◆ AIM OF THE EXERCISE: Copy out the data below word for word, keeping every line in its original order and form.

◆ AVAILABLE DATA:
-- begin --

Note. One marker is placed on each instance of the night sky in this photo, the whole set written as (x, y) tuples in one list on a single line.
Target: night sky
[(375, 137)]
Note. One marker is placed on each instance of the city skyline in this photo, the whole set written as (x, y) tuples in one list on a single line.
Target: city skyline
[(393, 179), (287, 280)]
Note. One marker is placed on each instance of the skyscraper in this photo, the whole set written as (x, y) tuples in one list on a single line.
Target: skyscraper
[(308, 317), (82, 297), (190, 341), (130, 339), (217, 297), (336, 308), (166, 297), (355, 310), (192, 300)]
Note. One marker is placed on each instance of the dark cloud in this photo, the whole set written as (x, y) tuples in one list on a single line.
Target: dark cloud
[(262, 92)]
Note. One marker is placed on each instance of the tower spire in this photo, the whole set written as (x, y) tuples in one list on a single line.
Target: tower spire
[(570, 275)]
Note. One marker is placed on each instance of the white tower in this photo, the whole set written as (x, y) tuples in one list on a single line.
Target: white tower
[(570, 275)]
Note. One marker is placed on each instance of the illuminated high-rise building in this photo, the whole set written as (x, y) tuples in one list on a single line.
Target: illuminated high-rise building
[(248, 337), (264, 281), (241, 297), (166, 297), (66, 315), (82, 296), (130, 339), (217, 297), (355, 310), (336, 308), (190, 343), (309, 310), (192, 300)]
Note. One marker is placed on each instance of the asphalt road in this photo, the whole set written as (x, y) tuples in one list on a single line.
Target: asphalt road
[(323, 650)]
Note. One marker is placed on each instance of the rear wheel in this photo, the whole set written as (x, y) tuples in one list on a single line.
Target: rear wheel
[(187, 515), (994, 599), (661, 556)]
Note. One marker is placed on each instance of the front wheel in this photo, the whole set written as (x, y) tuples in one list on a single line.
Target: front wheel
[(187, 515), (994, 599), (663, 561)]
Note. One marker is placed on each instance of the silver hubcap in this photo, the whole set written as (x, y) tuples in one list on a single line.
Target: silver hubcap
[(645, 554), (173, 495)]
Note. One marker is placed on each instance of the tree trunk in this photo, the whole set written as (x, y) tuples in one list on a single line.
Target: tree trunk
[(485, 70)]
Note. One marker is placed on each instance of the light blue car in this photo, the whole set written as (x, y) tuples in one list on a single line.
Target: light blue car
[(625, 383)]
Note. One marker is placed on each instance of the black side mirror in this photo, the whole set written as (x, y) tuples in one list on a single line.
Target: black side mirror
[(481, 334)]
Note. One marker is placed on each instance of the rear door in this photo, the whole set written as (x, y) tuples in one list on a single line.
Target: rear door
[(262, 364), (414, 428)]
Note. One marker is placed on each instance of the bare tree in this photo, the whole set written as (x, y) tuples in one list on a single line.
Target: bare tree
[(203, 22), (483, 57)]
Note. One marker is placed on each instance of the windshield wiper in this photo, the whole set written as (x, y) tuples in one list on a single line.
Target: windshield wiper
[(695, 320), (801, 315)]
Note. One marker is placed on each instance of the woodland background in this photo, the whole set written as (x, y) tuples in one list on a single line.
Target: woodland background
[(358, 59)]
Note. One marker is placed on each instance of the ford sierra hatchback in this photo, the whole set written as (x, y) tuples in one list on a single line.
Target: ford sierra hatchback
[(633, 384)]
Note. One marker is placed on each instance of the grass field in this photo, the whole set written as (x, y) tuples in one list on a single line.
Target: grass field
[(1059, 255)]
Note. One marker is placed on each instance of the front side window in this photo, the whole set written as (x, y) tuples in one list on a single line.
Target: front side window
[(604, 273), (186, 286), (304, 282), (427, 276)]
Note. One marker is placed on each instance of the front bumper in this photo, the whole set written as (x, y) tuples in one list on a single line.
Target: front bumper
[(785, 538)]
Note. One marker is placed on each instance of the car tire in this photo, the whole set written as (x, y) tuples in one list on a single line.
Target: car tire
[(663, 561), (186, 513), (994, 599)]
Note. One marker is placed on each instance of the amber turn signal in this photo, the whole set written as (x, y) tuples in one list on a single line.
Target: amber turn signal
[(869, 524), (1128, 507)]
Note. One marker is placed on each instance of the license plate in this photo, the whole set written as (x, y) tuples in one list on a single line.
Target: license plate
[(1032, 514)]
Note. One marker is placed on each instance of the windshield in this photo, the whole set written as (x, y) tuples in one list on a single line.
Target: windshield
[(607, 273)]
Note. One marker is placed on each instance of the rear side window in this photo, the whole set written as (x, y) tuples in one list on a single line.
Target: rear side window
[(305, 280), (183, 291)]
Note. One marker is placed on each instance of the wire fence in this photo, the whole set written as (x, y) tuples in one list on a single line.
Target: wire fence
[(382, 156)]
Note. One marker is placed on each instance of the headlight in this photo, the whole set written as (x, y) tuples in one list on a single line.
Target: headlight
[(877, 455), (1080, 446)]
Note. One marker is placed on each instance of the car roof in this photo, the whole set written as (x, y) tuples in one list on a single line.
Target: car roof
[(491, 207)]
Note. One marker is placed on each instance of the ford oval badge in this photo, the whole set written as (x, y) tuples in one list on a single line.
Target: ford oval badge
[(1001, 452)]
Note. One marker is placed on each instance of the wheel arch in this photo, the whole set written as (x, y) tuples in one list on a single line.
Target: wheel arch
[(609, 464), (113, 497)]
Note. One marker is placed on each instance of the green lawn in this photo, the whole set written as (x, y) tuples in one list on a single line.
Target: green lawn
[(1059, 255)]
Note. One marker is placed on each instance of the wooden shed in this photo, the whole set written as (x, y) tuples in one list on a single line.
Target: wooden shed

-- end --

◆ WRITTEN SOLUTION:
Note. One marker is placed on each instance of the night sky in this photo, the whole set written as (x, y) tuples in one list on a single line.
Target: night sky
[(375, 137)]
Note. One marker is placed on each instance of the city skyline in this photo, the whole set written as (x, y) tuples in one list on a single line.
Target: city skyline
[(393, 179), (287, 280)]
Note. One marker is placed on each instance of the skyscraper in this photo, the whole set written as (x, y) tuples in one list on a single line.
Target: skyscraper
[(308, 317), (82, 297), (190, 341), (130, 339), (217, 297), (336, 308), (166, 297), (355, 310), (192, 300)]
Note. One marker is placed on each instance of the dark cloud in this photo, the whole set written as (x, y) tuples in one list on a single line.
Target: dark cloud
[(262, 92)]
Note. One marker is placed on each instance of the tower spire in this photo, the whole set written as (x, y) tuples in one list on a single line.
Target: tower spire
[(570, 275)]
Note. One marker is placed on each instance of the white tower in this photo, the whole set written as (x, y) tuples in one list on a single line.
Target: white tower
[(570, 275)]
Note. One marker is placed on each instance of the illuminated high-rise building in this photo, the whole set written as (x, y) tuples in one list on a single line.
Target: illuminated high-rise building
[(248, 337), (264, 281), (241, 297), (166, 297), (66, 315), (82, 296), (130, 339), (217, 297), (355, 310), (336, 308), (190, 343), (309, 310), (192, 300)]
Note. One marker is placed on each instance of the asphalt road in this photo, the whole set written as (x, y) tuples in one list on a single line.
Target: asphalt road
[(323, 650)]
Note. One marker is placed on each instance of the rear wheel in this photo, the whole set written as (x, y) tuples in one list on a single line.
Target: rear wheel
[(187, 515), (994, 599), (661, 556)]
Note. One marker is placed on each instance of the front wheel in this photo, the whole set written as (x, y) tuples in one list on a single line.
Target: front wheel
[(187, 515), (994, 599), (663, 561)]
Note. One marker is placed on each instance of the silver hubcap in this photo, the whole set written as (x, y) tuples in one list on a single line.
Target: silver hubcap
[(645, 554), (173, 495)]
Note. One marker is placed on each instance of the tree trunk in this photo, the whole set written as (x, y) tuples in one list on a single line.
Target: tree trunk
[(485, 70)]
Note. One marker is placed on each instance of the light blue car in this photo, the whole set written as (x, y) tuples in one list on a single line.
Target: light blue car
[(625, 383)]
Note. One marker is placed on each instance of the black side mirror in this photo, the whole set written as (x, y) tuples in one list on a single line.
Target: black side mirror
[(481, 334)]
Note. One marker is placed on each instance of the rear door in this photo, the whole set written as (x, y) tuples in one list on a single line.
Target: rear door
[(262, 364), (414, 428)]
Note. One marker is placed on each instance of the bare tree in this photo, the whole set written as (x, y) tuples in one list on a single line.
Target: bare tree
[(203, 22), (483, 57)]
Note. One marker is placed on each instance of the windshield wiper in this photo, the whole set written as (x, y) tuples in one list on a single line.
Target: windshield wiper
[(695, 320), (801, 315)]
Note. One marker is placed on each instance of the woodland background in this photo, the whole set written as (x, y) tuples in one list on a single line.
Target: woodland background
[(358, 59)]
Note. One marker is placed on each instance of the ford sierra hatchback in this photo, the whole set written as (x, y) tuples in one list on a single line.
Target: ford sierra hatchback
[(633, 384)]
Note. One marker is placed on each instance of the grass field in this photo, the whole set written as (x, y) tuples in one list on a single line.
Target: grass field
[(1059, 255)]
Note. One marker is placed on each instance of the front side window in this photo, the whole set written as (x, y) tuples in one list on a single line.
Target: front side window
[(604, 273), (186, 286), (304, 282), (427, 276)]
Note. One marker is placed on each instance of the front bumper in this photo, the whole set written as (x, y) tuples in one list on a single line.
Target: front bumper
[(785, 538)]
Note. One marker is placed on each instance of the car tire in this photo, the whole set written as (x, y) tuples in one list on a single line.
Target: car tire
[(663, 561), (186, 513), (994, 599)]
Note. One marker is placed on each instance of the amber turn signal in this photo, the whole set written as (x, y) tuples in one list on a single line.
Target: amber turn signal
[(869, 524), (1128, 507)]
Note. One marker is placed on each instance of the license plate in this photo, the whole set written as (x, y) tuples in one list on a single line.
Target: license plate
[(1032, 514)]
Note. One marker is placed on each instance of the windshield in this photo, the whole set written as (x, y) tuples in one list on a single line.
Target: windshield
[(607, 273)]
Note. One marker is placed on each instance of the rear side window in this photo, the whole set written as (x, y) tuples in one list on a single line.
Target: rear side window
[(305, 280), (183, 291)]
Note. One marker is placed on each instance of the wire fence in this photo, the whole set written as (x, y) tuples in one list on a single line.
Target: wire fence
[(382, 156)]
Note. One marker is placed on each instance of the headlight in this photo, the whole set written as (x, y) tuples in one list on a single line.
Target: headlight
[(877, 455), (1080, 446)]
Note. One marker is placed on each instance of the car roof in this photo, the whole set written as (x, y) tuples in one list on a single line.
Target: car roof
[(491, 207)]
Note. One marker is placed on each instance of the ford oval badge in this photo, the whole set written as (x, y) tuples in one list on a single line.
Target: ford oval badge
[(1001, 452)]
Note. One marker is placed on each instance of the wheel arch in this photo, the whole set written as (x, y) tuples in one list on a single line.
Target: wheel arch
[(609, 464), (113, 497)]
Note. One marker is placed on each instance of the green lawn in this photo, the whole set written as (x, y) tuples in one list on a single line.
Target: green lawn
[(1059, 255)]
Note. One marker is placed on each instance of the wooden shed in this photo, the whole set written as (x, y) tuples in one list on a single line.
Target: wooden shed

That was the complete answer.